─── DATASET

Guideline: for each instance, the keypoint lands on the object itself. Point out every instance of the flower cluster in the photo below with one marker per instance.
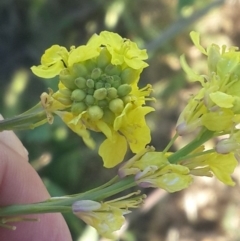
(152, 169)
(216, 106)
(98, 91)
(106, 217)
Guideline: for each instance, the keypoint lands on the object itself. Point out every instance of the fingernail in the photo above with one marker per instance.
(12, 141)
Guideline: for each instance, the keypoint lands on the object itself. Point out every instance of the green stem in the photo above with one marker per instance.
(193, 145)
(24, 121)
(170, 143)
(64, 205)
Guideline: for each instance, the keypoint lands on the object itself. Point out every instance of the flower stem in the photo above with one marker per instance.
(65, 204)
(28, 120)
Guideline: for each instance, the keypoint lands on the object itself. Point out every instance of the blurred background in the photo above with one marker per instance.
(207, 210)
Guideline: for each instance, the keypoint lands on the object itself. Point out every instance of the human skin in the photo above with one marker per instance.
(20, 184)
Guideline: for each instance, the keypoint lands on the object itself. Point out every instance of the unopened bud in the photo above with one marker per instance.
(113, 70)
(96, 73)
(90, 83)
(95, 113)
(78, 108)
(112, 93)
(67, 79)
(85, 206)
(79, 70)
(89, 100)
(124, 90)
(100, 94)
(225, 146)
(78, 95)
(104, 58)
(116, 105)
(80, 82)
(129, 76)
(103, 103)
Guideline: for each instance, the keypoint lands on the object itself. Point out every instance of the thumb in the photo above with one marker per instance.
(20, 184)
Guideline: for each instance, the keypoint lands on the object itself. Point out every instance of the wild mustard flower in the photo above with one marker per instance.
(106, 217)
(154, 170)
(98, 91)
(209, 164)
(216, 106)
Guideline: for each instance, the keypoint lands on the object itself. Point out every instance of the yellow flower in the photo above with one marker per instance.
(221, 165)
(98, 86)
(216, 106)
(153, 169)
(106, 217)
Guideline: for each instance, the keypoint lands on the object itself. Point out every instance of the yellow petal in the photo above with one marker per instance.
(48, 71)
(222, 99)
(195, 36)
(113, 151)
(223, 166)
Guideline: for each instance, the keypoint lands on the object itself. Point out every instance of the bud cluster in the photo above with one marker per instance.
(97, 86)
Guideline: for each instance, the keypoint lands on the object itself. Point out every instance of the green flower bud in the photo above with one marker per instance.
(90, 83)
(79, 70)
(65, 101)
(67, 79)
(124, 90)
(100, 94)
(95, 112)
(65, 92)
(108, 116)
(129, 76)
(112, 93)
(89, 100)
(90, 91)
(96, 73)
(116, 83)
(113, 69)
(104, 58)
(126, 99)
(102, 103)
(78, 95)
(99, 85)
(90, 65)
(116, 78)
(78, 108)
(116, 105)
(80, 82)
(107, 85)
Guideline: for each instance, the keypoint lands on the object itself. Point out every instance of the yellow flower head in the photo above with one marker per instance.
(98, 86)
(106, 217)
(216, 106)
(221, 165)
(153, 169)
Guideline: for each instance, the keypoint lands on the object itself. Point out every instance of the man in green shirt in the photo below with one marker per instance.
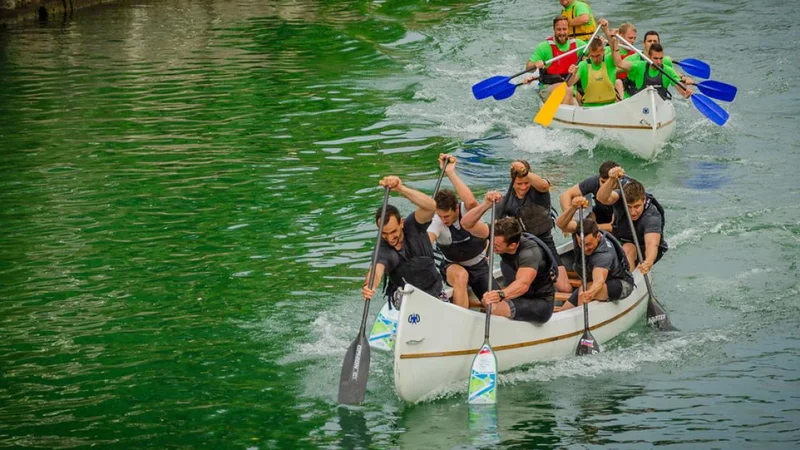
(597, 75)
(643, 74)
(581, 19)
(555, 45)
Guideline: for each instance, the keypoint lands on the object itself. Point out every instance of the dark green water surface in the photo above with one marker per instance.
(186, 200)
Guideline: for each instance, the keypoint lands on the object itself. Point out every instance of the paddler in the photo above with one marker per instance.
(581, 19)
(463, 247)
(405, 254)
(554, 46)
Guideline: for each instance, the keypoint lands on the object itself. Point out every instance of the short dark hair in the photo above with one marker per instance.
(589, 228)
(652, 33)
(655, 48)
(515, 174)
(605, 167)
(446, 200)
(633, 191)
(509, 228)
(391, 210)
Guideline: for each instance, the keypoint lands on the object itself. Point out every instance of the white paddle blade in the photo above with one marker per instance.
(483, 378)
(384, 329)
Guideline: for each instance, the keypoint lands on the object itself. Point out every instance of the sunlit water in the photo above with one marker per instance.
(187, 193)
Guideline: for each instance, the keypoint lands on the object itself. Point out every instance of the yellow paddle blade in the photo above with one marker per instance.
(548, 110)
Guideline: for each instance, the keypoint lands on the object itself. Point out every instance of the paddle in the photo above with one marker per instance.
(587, 345)
(548, 110)
(695, 67)
(355, 369)
(656, 316)
(490, 86)
(483, 374)
(705, 105)
(450, 159)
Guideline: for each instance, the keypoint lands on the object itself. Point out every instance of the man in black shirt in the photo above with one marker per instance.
(607, 275)
(646, 213)
(528, 271)
(405, 252)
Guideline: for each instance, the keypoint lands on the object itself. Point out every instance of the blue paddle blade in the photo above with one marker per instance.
(695, 67)
(504, 91)
(488, 86)
(708, 108)
(718, 90)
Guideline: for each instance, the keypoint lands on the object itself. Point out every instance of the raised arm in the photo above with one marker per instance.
(463, 191)
(426, 206)
(607, 194)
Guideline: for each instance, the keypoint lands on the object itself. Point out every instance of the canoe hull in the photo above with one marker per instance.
(436, 341)
(642, 124)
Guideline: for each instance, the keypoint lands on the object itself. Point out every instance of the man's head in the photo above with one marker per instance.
(628, 31)
(521, 183)
(635, 196)
(604, 168)
(507, 233)
(591, 235)
(650, 38)
(597, 51)
(446, 206)
(392, 231)
(561, 29)
(656, 53)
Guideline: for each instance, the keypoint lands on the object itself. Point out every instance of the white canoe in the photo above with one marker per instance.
(436, 341)
(642, 123)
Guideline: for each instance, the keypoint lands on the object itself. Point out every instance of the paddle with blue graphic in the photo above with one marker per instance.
(705, 105)
(588, 344)
(500, 87)
(355, 369)
(482, 388)
(656, 316)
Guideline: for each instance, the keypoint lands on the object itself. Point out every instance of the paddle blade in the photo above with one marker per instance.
(488, 86)
(695, 67)
(483, 377)
(504, 91)
(718, 90)
(385, 329)
(546, 113)
(657, 317)
(587, 345)
(355, 371)
(708, 108)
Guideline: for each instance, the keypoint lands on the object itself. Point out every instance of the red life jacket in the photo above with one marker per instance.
(624, 75)
(561, 67)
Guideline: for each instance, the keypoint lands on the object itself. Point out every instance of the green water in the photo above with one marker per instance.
(186, 193)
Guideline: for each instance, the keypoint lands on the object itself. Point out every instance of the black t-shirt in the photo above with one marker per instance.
(590, 186)
(530, 255)
(415, 243)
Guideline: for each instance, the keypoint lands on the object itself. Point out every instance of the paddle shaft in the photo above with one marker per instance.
(678, 83)
(441, 175)
(374, 262)
(491, 275)
(583, 271)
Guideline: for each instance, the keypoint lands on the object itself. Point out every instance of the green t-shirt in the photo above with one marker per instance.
(583, 72)
(637, 74)
(543, 51)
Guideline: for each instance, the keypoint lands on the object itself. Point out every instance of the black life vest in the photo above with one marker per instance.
(464, 245)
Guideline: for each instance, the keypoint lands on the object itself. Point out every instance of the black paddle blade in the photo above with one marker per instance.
(587, 345)
(657, 317)
(355, 371)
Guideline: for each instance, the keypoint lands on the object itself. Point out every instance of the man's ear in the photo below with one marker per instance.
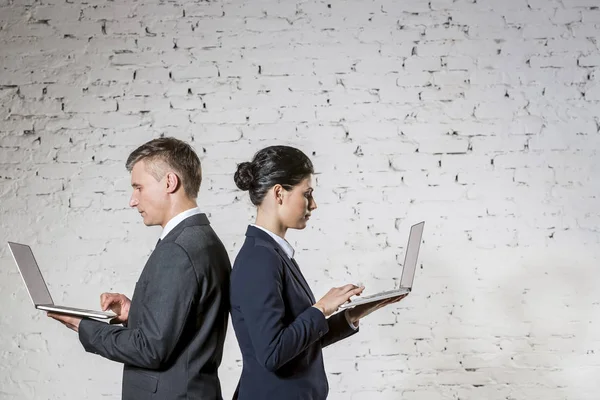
(172, 182)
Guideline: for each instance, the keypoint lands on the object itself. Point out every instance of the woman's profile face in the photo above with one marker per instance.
(298, 204)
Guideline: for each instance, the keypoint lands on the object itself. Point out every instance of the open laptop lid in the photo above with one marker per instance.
(411, 254)
(30, 272)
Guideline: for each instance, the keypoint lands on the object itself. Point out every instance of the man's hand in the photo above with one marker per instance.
(117, 303)
(67, 320)
(361, 311)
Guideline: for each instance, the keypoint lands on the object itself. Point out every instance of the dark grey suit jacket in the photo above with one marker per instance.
(173, 342)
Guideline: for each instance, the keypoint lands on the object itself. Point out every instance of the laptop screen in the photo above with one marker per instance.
(410, 257)
(30, 272)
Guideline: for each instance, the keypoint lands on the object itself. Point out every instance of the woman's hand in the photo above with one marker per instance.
(336, 297)
(358, 312)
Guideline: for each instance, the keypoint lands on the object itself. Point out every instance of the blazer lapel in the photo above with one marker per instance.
(293, 267)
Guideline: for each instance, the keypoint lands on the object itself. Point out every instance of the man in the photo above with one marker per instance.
(173, 331)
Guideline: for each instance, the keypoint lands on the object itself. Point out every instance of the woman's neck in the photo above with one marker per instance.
(270, 223)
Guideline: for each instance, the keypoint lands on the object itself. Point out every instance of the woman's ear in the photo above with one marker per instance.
(278, 192)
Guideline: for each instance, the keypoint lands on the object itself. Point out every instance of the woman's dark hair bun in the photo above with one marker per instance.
(243, 176)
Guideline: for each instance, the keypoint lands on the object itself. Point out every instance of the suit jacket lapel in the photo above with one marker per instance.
(293, 267)
(257, 233)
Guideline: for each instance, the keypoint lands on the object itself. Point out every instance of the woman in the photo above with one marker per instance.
(280, 327)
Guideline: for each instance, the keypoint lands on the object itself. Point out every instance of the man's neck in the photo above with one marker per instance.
(178, 209)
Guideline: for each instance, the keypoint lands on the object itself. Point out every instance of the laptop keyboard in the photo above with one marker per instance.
(379, 294)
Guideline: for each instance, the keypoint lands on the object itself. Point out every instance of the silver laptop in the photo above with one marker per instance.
(408, 271)
(37, 289)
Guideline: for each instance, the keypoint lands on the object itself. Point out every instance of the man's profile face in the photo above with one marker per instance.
(149, 195)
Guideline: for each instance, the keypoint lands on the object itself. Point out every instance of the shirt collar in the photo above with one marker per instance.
(284, 244)
(177, 219)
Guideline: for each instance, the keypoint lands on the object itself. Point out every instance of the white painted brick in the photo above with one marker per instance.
(477, 324)
(89, 104)
(589, 61)
(415, 63)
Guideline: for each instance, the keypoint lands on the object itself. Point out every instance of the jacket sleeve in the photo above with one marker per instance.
(258, 283)
(170, 294)
(339, 329)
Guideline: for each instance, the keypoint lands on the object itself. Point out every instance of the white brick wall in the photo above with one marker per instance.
(481, 117)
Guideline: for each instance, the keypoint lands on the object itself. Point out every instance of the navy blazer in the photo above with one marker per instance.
(279, 332)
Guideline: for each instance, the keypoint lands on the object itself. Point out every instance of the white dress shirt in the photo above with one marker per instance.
(289, 251)
(173, 222)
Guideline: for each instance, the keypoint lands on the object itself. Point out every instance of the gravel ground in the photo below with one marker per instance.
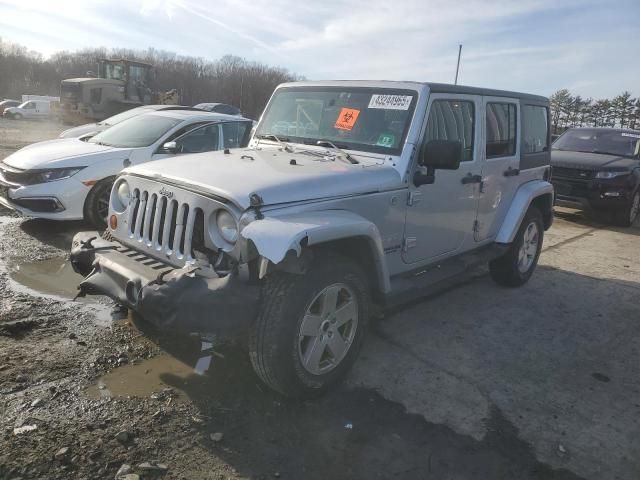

──────

INSTRUCTION: Please list every line of the material above that contains the word "canoe", copying each line in full.

ANSWER TO THE TASK:
Guideline: for each instance, the keypoint lands on the object itself. Point out every instance of the canoe hull in the photo above with one marker per instance.
Guideline: for each instance, the keypoint lands on the object itself. Point out every instance of the white canoe in the photo above with one marker per instance.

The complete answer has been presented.